À Paris, le conservatoire Serge Rachmaninov menacé

Éloïse Duval 27/05/2021

Alors qu’il fêtera son centième anniversaire en 2023, une grande incertitude plane sur l’avenir du conservatoire de musique du XVIe arrondissement de Paris. Damien Hasbroucq, membre de la Société Musicale Russe en France, nous explique les menaces qui pèsent sur l’établissement. 

Comment est né ce conservatoire et quelle est l’histoire de son installation avenue de New-York ? 

Le conservatoire Serge Rachmaninov a été créé en 1923 par des musiciens issus de la diaspora russe. Depuis sa création, l’établissement est installé au 26 avenue de New-York, dans une propriété privée du 16e arrondissement de Paris. En 1986, portée par l’incertitude de l’usage que souhaitait en faire le propriétaire, la mairie de Paris a décidé d’acheter le bâtiment afin de permettre au conservatoire de poursuivre son action culturelle de façon pérenne. Depuis 30 ans, le conservatoire et la Société Musicale Russe (SMR) en France poursuivaient donc leurs activités en tant que locataires de la mairie de Paris, avec un principe de bail longue durée, tacitement renouvelé. 

Quelles menaces planent aujourd’hui sur l’avenir de l’établissement ?  

Tout a basculé l’année dernière, lorsque l’équipe à la tête du conservatoire et de la SMR a souhaité passer la main. Le conservatoire a trouvé un successeur en la figure d’Arnaud Frilley, qui est devenu à la fois directeur du conservatoire Serge Rachmaninov, et président de la SMR, et s’est entouré d’une nouvelle équipe pour gérer l’établissement. Cependant, lorsque nous avons repris la gestion du conservatoire, un certain nombre de problèmes ont commencé à émerger. D’une part, nous nous sommes aperçu que le loyer n’avait pas été payé depuis plusieurs années, et que nous arrivions à la tête d’un conservatoire endetté auprès de la mairie de Paris à hauteur de plusieurs centaines de milliers d’euros. D’autre part, nous avons découvert que notre situation de locataire était extrêmement précaire, et nous sommes très inquiets quant au renouvellement de notre bail par la mairie de Paris. D’ailleurs, nous avons appris oralement la semaine dernière la possibilité que la mairie vende le bâtiment, ce qui nous inquiète et nous attriste beaucoup, car si les murs de l’établissement sont menacés, le conservatoire risque de disparaître, et l’offre culturelle qu’il propose également... 

Comment le conservatoire entend faire face à ces menaces ?

Données recueillies:

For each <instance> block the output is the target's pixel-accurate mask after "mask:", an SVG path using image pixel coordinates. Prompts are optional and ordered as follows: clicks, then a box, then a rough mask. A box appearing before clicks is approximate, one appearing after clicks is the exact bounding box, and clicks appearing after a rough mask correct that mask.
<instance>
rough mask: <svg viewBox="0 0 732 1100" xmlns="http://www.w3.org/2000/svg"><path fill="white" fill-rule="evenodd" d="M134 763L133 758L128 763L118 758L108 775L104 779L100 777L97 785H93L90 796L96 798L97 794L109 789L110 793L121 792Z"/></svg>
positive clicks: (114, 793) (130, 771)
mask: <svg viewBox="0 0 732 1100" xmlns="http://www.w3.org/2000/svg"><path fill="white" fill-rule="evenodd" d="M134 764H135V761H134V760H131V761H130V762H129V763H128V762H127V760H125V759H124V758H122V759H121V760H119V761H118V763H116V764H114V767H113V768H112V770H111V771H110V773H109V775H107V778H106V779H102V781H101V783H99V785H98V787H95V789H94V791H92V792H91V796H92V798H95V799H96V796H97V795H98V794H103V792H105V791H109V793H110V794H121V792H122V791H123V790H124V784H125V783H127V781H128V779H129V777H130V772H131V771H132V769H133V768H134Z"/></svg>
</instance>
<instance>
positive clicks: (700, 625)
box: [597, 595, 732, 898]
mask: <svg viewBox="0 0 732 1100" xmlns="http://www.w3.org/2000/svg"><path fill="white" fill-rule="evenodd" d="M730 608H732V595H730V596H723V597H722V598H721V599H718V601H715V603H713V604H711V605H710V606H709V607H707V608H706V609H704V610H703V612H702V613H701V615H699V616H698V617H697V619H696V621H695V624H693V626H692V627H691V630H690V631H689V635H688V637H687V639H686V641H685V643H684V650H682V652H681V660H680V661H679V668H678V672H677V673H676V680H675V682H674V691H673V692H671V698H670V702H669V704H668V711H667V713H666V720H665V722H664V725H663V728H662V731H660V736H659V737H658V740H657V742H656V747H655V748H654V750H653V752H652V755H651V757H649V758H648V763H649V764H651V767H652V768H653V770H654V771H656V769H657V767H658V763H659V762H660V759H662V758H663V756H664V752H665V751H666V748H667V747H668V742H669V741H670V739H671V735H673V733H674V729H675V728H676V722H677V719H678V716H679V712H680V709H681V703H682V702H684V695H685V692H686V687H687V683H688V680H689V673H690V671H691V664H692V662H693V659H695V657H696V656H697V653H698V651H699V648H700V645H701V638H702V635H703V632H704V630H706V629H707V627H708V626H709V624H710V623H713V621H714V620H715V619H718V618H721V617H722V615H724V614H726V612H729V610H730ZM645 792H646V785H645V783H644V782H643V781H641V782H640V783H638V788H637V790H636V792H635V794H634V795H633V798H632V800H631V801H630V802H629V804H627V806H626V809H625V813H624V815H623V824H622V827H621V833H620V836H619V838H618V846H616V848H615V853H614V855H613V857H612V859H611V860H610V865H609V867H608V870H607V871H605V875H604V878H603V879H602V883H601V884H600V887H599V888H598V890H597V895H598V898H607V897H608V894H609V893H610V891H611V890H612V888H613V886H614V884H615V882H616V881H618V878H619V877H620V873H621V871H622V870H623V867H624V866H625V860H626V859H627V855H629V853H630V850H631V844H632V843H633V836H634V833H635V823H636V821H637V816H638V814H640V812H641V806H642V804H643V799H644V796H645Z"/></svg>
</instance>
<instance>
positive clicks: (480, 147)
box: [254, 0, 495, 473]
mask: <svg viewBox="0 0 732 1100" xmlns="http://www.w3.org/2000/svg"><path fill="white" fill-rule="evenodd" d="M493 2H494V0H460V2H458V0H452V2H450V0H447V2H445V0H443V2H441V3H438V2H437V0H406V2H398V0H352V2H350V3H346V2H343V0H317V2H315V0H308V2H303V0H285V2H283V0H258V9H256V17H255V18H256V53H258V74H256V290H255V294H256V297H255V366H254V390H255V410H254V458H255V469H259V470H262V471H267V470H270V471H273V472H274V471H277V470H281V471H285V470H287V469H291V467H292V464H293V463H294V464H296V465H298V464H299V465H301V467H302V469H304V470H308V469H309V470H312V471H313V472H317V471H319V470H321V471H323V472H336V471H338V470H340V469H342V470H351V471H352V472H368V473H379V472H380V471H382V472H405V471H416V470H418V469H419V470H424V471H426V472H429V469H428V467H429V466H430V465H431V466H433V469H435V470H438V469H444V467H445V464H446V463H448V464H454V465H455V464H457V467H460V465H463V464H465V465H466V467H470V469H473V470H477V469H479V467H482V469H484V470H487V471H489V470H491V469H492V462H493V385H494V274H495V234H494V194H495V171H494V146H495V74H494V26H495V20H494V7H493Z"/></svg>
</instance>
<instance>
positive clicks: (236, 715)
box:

Consignes de l'exercice:
1. Répondez aux questions suivantes d'après l'article sur le conservatoire Serge Rachmaninov.
(a) En quelle année le conservatoire a-t-il été créé ?
(b) En quelle année la mairie de Paris a-t-elle décidé d'acheter le bâtiment ?
(c) Qui est devenu à la fois directeur du conservatoire et président de la SMR ?
2. Traduisez en anglais cette phrase de l'article sur le conservatoire Serge Rachmaninov : « Le conservatoire Serge Rachmaninov a été créé en 1923 par des musiciens issus de la diaspora russe. »
3. Recopiez à l'identique le passage de l'article sur le conservatoire Serge Rachmaninov, de « À Paris, le » à « pèsent sur l’établissement. ».

Corrigé:
1.
(a) En 1923.
(b) En 1986.
(c) Arnaud Frilley.

2. The Serge Rachmaninov Conservatory was founded in 1923 by musicians from the Russian diaspora.

3.
À Paris, le conservatoire Serge Rachmaninov menacé

Éloïse Duval 27/05/2021

Alors qu’il fêtera son centième anniversaire en 2023, une grande incertitude plane sur l’avenir du conservatoire de musique du XVIe arrondissement de Paris. Damien Hasbroucq, membre de la Société Musicale Russe en France, nous explique les menaces qui pèsent sur l’établissement.